*Provided passage*.
If you walked into a public place, say a Mall, a restaurant, or a retail store, and you saw another customer wearing a gun, how would you feel? Would seeing that gun make you feel safer, more secure and comfortable, or would you feel some stress and anxiety?
It’s interesting that at a time when Americans are becoming more and more vocal about the need for sensible laws dealing with guns, some states are actually loosening some of their gun restrictions. Thirty-one states allow open carry of guns. Texas, for instance, recently legalized open carry of guns in churches, schools, and foster homes.
Open carry, of course, makes the weapon visible to others. Many argue that such visibility will have an inhibiting effect on violence by others. Let’s note, however, that it’s been 30 years since psychologists first presented evidence – evidence that has been replicated in multiple studies — that the presence of a gun can increase aggressive tendencies in others.

*Provided information*.
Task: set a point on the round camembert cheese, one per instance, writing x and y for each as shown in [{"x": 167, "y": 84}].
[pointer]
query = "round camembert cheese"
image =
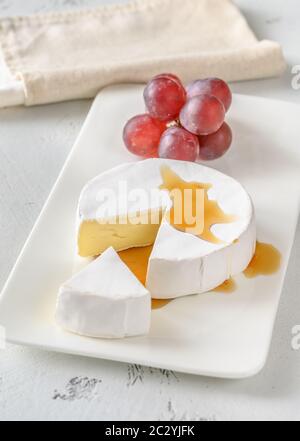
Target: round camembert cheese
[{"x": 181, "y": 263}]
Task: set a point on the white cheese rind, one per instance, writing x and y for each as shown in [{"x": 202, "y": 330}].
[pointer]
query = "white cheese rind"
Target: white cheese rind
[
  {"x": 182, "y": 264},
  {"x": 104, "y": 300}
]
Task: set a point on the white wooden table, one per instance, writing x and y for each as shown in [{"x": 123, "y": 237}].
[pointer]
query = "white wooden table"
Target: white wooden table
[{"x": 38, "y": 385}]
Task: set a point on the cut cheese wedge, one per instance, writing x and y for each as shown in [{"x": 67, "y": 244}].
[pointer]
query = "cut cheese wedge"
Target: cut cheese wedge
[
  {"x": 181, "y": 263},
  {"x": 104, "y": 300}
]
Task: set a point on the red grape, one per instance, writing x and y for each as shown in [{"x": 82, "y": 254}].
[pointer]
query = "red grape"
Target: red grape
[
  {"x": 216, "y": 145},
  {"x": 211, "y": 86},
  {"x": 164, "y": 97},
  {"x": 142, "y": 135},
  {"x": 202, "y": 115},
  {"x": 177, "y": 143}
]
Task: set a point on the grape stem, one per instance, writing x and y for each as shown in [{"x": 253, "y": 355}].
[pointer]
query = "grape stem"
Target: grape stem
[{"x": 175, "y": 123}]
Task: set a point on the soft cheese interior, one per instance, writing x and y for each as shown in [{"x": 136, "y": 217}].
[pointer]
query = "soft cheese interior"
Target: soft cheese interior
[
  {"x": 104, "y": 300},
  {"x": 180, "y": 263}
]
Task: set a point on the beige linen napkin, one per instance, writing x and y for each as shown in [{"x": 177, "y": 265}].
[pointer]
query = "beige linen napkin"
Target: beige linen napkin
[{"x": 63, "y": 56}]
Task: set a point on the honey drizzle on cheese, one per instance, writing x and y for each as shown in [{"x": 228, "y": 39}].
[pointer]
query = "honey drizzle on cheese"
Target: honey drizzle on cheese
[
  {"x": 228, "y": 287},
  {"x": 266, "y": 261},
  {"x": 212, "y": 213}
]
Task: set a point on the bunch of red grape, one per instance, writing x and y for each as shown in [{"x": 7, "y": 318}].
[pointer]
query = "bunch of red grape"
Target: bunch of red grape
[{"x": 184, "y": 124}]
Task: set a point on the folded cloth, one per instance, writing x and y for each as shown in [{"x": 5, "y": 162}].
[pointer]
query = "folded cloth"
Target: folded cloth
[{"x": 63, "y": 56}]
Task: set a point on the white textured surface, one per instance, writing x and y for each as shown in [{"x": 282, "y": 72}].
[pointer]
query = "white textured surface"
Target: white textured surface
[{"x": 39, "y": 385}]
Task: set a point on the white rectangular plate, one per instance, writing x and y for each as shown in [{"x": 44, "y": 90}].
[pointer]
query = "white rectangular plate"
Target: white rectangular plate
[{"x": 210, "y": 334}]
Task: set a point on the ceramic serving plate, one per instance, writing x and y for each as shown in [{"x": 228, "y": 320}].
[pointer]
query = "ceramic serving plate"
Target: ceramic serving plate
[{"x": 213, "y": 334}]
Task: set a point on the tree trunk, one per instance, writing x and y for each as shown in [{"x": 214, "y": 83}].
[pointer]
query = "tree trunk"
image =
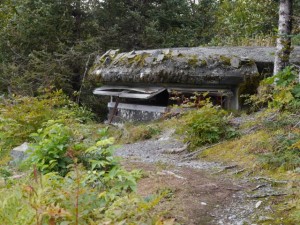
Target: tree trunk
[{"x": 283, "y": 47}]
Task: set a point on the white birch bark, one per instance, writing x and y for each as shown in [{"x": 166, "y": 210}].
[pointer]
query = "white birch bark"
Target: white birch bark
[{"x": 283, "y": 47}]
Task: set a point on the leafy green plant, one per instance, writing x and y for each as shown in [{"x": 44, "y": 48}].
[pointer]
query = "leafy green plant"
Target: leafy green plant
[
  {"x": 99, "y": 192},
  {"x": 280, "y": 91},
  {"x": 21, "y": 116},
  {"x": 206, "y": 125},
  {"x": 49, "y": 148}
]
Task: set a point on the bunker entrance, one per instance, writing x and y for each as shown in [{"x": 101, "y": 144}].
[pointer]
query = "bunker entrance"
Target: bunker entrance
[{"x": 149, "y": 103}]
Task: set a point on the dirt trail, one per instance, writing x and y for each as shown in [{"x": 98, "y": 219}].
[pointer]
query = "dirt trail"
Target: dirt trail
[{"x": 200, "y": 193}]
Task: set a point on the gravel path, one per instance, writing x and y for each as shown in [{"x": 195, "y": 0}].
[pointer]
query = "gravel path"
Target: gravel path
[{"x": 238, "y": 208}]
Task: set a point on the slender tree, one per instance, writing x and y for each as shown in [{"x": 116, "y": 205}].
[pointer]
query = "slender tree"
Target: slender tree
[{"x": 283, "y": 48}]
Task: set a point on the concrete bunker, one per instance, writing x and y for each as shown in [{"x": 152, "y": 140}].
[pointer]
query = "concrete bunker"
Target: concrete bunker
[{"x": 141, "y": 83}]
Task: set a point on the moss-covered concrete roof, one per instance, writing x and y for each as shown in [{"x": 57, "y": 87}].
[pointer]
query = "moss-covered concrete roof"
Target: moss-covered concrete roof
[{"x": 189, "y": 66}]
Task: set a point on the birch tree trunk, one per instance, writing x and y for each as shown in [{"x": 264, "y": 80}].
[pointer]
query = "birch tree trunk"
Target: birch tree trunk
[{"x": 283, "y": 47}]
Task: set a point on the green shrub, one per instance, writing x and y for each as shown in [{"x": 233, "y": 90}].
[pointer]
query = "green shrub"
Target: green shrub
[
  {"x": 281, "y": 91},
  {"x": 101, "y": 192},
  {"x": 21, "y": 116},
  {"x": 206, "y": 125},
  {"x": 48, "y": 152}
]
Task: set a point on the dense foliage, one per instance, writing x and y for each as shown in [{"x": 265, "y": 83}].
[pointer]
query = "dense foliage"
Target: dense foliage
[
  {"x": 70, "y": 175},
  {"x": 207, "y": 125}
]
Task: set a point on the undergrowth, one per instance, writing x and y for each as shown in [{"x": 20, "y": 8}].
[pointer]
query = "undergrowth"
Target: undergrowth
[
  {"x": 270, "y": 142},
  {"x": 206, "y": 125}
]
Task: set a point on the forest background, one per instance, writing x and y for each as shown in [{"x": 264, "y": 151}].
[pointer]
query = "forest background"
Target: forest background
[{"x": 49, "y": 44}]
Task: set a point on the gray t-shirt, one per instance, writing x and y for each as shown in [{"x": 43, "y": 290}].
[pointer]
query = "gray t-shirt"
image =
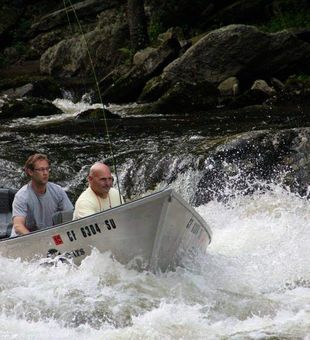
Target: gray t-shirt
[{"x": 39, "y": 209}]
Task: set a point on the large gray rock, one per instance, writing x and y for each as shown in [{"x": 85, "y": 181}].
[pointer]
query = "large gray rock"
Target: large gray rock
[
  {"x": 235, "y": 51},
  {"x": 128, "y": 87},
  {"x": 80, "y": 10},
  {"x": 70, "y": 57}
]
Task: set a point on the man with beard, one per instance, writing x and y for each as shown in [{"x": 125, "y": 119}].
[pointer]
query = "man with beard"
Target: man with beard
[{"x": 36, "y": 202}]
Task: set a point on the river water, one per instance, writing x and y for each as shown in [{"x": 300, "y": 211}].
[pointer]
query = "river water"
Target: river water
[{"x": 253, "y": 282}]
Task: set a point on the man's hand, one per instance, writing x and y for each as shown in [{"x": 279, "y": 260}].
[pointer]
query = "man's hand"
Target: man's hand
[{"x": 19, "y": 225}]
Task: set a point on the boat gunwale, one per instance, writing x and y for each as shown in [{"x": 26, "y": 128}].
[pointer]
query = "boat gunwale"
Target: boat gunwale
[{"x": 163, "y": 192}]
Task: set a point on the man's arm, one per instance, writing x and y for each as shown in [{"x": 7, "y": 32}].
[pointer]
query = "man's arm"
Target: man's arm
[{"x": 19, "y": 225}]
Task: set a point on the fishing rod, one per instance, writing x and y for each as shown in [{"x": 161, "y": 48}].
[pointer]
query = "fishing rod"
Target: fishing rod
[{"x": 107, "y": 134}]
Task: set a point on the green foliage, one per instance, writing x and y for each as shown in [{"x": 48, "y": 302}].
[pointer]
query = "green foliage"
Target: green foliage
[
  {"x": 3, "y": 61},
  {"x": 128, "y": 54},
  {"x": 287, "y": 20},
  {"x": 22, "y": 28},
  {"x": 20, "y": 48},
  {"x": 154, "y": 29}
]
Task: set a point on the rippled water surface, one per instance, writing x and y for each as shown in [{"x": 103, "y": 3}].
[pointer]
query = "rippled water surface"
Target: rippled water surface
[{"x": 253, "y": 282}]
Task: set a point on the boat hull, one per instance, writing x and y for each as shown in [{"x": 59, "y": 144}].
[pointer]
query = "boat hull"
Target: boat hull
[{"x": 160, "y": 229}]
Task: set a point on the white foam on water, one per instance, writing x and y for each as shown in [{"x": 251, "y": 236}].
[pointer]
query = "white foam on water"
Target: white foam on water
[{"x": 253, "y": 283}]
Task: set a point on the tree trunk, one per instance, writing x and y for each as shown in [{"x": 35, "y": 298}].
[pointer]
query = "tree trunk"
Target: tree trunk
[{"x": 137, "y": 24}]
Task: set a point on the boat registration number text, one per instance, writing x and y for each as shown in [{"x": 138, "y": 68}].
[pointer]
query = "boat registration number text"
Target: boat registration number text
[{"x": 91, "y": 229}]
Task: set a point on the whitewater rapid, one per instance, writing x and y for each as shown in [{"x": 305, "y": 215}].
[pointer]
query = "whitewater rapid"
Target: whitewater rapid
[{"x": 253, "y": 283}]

*Activity*.
Return everything in the passage about open carry from "Open carry, of" down to "tendencies in others.", unchanged. Draw only on the passage about open carry and disregard the records.

*Response below*.
Open carry, of course, makes the weapon visible to others. Many argue that such visibility will have an inhibiting effect on violence by others. Let’s note, however, that it’s been 30 years since psychologists first presented evidence – evidence that has been replicated in multiple studies — that the presence of a gun can increase aggressive tendencies in others.